**** Records for the task

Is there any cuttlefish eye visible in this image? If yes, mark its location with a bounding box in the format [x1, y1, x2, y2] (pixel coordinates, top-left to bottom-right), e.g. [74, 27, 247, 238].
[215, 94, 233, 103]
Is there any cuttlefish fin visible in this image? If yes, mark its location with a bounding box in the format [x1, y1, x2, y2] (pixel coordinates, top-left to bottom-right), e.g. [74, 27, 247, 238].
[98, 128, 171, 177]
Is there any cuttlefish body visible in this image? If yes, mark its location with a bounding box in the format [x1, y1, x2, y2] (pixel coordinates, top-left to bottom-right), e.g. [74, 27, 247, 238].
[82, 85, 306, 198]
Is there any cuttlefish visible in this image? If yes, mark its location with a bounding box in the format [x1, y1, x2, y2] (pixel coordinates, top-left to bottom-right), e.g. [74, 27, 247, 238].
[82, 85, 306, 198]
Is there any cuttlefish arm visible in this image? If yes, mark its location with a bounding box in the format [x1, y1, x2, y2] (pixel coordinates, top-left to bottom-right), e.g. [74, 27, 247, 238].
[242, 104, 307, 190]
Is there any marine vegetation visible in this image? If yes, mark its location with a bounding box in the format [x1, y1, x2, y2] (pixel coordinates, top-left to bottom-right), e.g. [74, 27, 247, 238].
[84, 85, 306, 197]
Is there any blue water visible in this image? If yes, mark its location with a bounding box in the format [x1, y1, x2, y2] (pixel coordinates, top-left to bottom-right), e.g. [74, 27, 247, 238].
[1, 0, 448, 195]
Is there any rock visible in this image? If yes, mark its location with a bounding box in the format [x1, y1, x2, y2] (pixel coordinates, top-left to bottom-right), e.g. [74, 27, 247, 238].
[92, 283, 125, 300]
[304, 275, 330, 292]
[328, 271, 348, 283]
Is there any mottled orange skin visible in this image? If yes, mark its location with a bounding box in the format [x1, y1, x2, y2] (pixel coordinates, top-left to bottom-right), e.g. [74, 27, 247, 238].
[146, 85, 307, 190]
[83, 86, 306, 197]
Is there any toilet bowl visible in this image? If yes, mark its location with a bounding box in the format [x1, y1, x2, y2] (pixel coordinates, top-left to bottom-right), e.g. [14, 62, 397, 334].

********
**** Records for the task

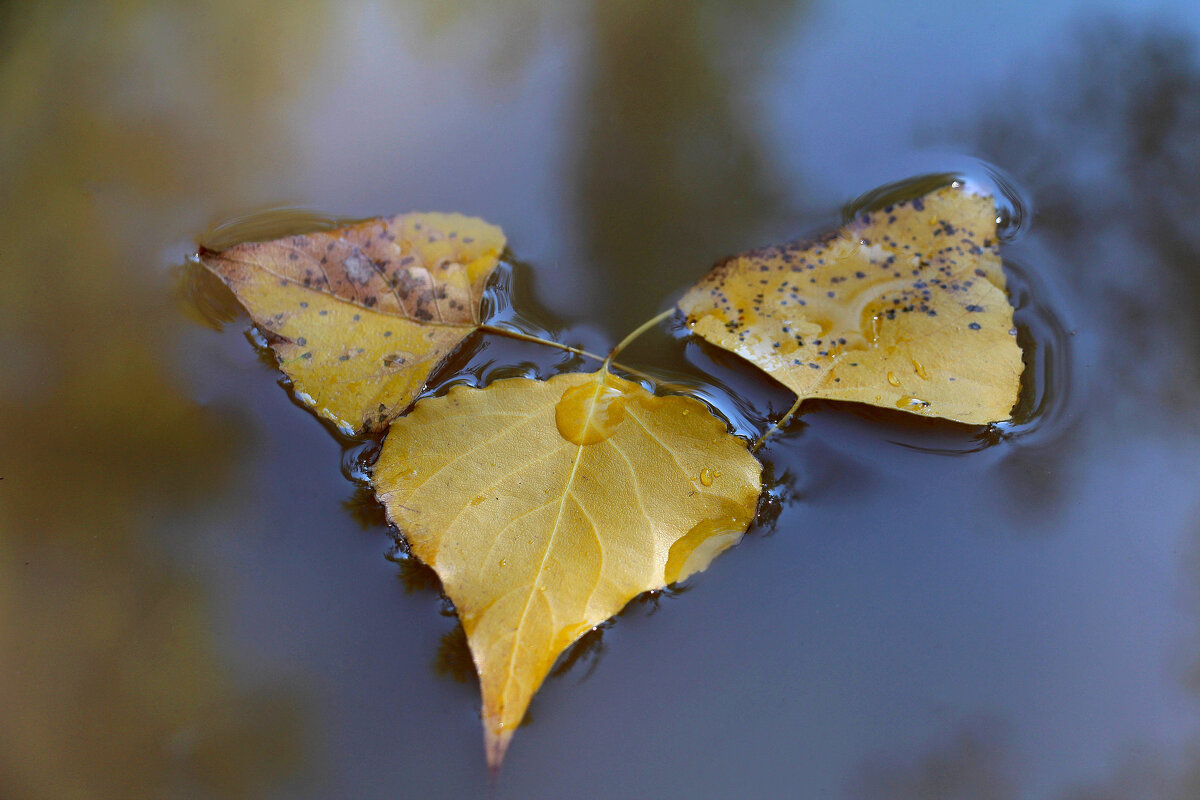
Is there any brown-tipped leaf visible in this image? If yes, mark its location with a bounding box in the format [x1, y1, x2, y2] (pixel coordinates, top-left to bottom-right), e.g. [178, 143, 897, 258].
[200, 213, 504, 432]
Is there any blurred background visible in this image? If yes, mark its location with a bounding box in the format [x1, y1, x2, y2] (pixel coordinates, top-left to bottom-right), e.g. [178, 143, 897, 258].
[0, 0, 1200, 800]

********

● **Task to carry out**: Copy out the lines of the items above without any change, from the line holding "Is there any blue" through the line holding "[83, 86, 306, 197]", with both of those lines included.

● **Answer in full**:
Is there any blue water visible in this image? If yes, mark its location with a bounding box in the format [x1, y1, x2, y2] (pixel coordinates, top-left to bottom-right), e.g. [74, 27, 247, 238].
[1, 0, 448, 195]
Is there any rock visible in this image? If yes, mark its location with a bounding box in the format [x1, y1, x2, y2] (pixel coordinates, top-left to bottom-right), e.g. [74, 27, 247, 238].
[92, 283, 125, 300]
[304, 275, 330, 292]
[328, 271, 348, 283]
Is there any mottled orange skin visible in this image? If yes, mark its location with a bounding box in the format [x1, y1, x2, y2] (pixel coordinates, top-left to bottom-right), e.g. [74, 27, 247, 238].
[146, 85, 307, 190]
[83, 86, 306, 197]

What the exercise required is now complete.